### Task directions
Look through the data below and return each line where "pixel" appears.
::::::
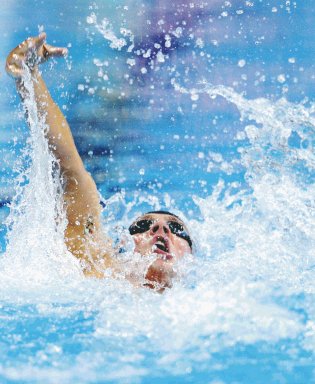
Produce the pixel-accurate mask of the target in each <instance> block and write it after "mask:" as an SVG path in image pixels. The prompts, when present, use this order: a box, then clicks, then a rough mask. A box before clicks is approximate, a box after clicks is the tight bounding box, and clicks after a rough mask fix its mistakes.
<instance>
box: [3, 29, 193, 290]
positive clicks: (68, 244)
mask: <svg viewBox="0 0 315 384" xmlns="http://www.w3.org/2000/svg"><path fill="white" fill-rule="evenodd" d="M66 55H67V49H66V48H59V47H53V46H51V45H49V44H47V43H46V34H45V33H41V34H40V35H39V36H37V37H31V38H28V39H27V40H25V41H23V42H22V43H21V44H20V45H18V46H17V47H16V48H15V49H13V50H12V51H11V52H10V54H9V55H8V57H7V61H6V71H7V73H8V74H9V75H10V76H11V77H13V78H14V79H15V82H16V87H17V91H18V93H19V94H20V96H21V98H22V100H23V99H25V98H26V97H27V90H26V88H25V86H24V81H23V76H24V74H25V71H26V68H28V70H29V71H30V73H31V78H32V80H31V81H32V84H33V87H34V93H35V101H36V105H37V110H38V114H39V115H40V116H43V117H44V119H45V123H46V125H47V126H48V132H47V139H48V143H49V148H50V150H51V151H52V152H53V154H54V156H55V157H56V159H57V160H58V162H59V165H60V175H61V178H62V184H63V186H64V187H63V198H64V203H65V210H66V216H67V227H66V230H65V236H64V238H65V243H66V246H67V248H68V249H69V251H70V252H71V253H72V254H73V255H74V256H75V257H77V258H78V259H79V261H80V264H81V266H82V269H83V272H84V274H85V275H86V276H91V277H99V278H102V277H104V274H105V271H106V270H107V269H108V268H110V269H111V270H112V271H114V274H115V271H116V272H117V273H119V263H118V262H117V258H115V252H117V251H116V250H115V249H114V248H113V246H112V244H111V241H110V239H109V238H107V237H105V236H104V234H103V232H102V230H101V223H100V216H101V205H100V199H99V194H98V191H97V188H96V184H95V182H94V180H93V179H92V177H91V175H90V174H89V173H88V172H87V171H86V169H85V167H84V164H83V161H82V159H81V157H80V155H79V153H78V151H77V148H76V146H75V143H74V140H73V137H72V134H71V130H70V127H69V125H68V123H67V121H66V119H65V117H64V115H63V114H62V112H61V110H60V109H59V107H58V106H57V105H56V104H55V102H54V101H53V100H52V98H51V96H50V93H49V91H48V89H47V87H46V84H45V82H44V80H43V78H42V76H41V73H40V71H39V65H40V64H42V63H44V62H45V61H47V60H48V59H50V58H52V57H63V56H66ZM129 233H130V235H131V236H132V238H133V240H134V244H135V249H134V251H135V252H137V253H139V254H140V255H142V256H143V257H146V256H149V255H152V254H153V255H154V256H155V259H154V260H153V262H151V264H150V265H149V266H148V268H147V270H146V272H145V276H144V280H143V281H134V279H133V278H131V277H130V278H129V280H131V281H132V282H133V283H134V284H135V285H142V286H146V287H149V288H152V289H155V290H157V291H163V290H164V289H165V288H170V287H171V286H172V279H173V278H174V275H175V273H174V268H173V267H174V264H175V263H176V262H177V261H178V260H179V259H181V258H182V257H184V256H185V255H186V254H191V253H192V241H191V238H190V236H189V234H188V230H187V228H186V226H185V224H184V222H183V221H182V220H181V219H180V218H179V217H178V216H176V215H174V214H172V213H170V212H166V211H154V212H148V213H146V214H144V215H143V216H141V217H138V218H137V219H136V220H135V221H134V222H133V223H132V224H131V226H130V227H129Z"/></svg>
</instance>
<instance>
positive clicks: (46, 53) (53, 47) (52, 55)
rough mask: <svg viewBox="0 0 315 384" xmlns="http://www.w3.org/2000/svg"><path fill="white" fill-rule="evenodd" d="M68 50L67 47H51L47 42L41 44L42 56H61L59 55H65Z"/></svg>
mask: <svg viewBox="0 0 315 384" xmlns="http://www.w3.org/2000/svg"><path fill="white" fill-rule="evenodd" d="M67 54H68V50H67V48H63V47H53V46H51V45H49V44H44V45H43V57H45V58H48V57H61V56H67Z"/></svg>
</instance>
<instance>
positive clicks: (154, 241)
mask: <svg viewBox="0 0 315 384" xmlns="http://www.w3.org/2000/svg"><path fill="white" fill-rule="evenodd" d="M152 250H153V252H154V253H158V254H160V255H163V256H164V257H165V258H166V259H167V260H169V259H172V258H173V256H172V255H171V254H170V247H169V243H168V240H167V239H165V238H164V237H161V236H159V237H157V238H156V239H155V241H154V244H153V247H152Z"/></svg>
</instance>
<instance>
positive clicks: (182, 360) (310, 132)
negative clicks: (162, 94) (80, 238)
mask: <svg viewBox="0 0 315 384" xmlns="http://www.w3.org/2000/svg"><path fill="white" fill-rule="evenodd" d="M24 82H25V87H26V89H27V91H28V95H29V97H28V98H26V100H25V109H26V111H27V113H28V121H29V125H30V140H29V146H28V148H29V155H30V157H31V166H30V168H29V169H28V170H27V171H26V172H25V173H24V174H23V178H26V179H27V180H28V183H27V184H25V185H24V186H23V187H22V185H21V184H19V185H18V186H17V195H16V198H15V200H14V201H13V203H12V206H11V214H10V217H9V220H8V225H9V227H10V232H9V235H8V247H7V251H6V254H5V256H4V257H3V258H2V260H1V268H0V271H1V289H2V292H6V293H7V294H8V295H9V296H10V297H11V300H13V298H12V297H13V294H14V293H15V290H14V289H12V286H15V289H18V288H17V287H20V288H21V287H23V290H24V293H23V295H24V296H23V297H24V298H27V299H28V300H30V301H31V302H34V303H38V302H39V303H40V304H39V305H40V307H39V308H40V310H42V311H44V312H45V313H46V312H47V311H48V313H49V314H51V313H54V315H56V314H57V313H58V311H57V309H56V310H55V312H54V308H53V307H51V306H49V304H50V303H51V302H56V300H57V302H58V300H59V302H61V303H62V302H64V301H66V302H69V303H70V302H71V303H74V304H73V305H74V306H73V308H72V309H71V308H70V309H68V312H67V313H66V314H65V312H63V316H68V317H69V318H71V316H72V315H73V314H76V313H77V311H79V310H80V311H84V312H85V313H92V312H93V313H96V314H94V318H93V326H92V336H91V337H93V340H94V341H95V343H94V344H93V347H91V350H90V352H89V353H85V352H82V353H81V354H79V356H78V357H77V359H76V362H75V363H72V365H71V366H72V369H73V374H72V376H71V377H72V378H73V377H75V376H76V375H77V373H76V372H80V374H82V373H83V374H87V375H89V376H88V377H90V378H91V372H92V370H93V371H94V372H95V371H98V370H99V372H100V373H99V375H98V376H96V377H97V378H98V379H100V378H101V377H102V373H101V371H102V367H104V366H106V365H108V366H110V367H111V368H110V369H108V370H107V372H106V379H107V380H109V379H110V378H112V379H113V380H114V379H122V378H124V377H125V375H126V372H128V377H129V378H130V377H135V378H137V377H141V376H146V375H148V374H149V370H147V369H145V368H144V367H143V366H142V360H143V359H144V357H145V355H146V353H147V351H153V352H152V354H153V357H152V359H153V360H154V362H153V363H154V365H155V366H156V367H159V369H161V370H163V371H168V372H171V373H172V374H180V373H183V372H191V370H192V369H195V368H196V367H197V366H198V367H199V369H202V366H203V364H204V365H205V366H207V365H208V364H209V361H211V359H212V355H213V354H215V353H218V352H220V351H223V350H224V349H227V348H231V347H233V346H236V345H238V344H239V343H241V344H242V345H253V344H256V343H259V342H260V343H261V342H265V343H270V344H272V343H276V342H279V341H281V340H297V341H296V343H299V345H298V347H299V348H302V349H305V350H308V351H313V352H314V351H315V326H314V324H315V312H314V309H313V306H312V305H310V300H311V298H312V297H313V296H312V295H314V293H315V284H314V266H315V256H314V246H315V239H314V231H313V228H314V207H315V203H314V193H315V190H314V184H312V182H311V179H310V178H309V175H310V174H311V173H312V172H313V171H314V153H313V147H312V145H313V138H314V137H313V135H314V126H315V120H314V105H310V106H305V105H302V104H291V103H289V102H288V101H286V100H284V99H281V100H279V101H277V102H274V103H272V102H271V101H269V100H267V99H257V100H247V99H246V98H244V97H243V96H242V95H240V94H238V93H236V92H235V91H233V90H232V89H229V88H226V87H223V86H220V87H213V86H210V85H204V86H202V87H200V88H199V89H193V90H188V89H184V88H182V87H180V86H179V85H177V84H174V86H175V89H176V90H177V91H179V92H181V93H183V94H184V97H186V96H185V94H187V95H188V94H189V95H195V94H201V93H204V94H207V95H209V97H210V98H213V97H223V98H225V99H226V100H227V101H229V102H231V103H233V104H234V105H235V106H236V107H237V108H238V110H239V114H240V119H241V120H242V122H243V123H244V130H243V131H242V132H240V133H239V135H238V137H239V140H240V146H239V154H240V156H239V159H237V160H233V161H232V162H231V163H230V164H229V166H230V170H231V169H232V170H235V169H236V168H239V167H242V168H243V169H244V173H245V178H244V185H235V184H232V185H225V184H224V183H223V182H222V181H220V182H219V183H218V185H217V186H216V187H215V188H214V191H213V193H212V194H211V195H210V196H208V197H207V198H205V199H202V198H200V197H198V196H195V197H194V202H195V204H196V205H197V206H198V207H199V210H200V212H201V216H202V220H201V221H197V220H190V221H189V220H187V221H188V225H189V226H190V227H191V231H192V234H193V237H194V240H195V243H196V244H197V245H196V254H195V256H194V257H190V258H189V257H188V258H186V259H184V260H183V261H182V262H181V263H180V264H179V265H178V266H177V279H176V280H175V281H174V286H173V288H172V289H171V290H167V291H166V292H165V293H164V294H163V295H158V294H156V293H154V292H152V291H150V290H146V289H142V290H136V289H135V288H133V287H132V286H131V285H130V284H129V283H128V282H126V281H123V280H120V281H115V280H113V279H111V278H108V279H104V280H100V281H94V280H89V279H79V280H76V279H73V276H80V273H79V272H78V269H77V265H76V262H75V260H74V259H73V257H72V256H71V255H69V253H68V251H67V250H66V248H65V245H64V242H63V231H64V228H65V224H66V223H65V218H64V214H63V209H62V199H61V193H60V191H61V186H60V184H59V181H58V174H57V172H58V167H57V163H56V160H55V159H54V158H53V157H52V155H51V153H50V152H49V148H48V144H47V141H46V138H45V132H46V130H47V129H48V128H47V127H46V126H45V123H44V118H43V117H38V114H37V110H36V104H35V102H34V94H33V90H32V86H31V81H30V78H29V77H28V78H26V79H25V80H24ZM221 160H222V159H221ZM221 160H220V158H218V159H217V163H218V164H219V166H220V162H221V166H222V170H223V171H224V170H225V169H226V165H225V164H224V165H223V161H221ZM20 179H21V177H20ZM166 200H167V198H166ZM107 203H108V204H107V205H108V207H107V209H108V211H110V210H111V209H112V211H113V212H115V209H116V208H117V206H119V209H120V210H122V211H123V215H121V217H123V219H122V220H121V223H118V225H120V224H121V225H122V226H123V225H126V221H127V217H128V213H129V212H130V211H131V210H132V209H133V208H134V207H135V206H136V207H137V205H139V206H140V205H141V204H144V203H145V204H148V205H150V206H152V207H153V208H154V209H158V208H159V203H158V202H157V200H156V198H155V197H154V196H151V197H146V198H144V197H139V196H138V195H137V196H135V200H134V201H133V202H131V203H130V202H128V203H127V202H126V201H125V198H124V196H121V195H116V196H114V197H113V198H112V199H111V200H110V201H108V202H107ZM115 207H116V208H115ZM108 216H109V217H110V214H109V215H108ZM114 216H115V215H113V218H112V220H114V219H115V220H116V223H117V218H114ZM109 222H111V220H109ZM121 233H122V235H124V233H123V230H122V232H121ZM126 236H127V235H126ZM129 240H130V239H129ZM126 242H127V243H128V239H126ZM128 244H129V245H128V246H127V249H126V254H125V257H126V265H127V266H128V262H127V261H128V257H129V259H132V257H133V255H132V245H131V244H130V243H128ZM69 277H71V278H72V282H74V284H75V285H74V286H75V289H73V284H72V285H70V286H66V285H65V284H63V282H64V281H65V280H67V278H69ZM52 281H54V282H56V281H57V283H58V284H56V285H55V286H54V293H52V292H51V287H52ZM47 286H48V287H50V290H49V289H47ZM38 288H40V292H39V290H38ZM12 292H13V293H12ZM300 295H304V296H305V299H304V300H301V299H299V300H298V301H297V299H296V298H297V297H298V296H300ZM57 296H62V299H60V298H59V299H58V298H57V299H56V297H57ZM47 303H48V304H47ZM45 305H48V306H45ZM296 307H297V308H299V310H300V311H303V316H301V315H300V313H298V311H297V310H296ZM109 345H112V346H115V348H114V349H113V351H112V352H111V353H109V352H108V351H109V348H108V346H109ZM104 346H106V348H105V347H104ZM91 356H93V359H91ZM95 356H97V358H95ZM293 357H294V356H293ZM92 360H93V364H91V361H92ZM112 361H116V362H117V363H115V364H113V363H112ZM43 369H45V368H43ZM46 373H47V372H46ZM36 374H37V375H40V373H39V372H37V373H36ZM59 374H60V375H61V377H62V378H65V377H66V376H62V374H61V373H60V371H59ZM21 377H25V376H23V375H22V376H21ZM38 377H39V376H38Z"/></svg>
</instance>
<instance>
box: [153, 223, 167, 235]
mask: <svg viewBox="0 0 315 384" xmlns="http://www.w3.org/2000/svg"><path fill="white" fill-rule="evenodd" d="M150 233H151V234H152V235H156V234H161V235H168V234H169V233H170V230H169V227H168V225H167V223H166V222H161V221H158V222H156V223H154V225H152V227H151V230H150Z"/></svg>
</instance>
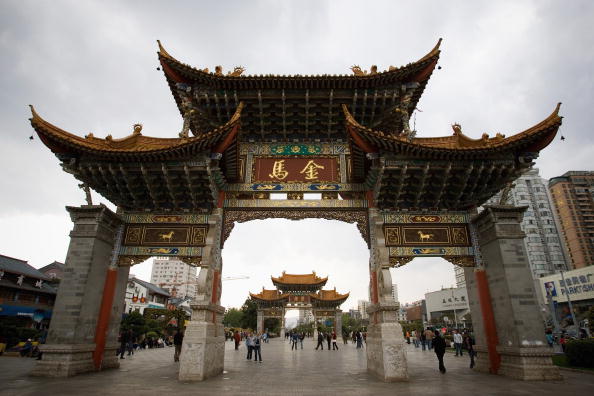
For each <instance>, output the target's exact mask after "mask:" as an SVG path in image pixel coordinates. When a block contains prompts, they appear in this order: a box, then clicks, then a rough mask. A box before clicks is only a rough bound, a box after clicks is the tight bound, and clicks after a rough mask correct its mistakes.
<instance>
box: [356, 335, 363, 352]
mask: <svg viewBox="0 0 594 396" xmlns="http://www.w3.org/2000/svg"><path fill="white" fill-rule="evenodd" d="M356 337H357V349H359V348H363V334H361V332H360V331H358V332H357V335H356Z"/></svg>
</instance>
::::::
### Reply to the exercise
Produce the pixel-accurate mask of the target in each <instance> block and write it after "mask:" as an SVG path in image pixels. The prompts, when present, use this order: a box, then clicks, then a rough mask. A box before clicks is approximate, a box after clicks is the tight bounding box, and clicks after a rough mask fix its mistakes.
For each <instance>, output the target's exact mask after "mask:" as an SVG path in image pixel coordinates. When a block contains prompts, they appear in this order: a box, then clicks, then a rough mask. A box before clicks is only a rough bound, a box after clicks is the tight bound, and clicks after a rough mask correct its mistakes.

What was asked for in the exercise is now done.